■ What to work on: Of the lines below, write out exactly those from the line with "Target: ornate street lamp" through the line with "Target: white building", both included, and skip the rest.

(Records from a dataset)
───

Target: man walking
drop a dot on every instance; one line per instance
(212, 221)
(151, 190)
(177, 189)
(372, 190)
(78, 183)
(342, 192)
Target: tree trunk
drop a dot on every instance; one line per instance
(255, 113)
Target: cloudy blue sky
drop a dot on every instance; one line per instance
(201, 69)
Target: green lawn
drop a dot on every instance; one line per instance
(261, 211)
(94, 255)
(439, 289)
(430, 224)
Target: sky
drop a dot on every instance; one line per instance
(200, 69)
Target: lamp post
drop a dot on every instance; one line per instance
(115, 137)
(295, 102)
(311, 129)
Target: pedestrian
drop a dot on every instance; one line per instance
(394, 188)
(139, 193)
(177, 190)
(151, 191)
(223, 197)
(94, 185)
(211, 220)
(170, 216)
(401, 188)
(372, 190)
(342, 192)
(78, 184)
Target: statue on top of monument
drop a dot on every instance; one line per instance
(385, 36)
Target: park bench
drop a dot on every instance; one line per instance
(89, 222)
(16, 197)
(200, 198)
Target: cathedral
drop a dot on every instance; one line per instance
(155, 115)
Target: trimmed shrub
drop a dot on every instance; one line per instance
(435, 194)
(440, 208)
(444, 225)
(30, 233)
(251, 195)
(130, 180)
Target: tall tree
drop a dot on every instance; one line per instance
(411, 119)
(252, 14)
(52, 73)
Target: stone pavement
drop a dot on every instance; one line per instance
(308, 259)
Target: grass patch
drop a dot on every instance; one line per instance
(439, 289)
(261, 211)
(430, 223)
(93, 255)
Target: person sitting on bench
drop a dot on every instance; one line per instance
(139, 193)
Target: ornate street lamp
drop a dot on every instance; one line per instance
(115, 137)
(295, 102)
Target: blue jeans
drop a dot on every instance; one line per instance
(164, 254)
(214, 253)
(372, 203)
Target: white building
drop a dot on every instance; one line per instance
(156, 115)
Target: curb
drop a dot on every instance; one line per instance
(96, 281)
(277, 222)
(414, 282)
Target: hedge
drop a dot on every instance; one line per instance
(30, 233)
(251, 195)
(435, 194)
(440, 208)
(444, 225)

───

■ Written response:
Target: ornate street lamp
drop a dot on every instance; one line per instance
(115, 137)
(295, 102)
Target: blue jeans
drop a dot on every instance; one line per instance
(164, 254)
(214, 253)
(372, 203)
Target: white building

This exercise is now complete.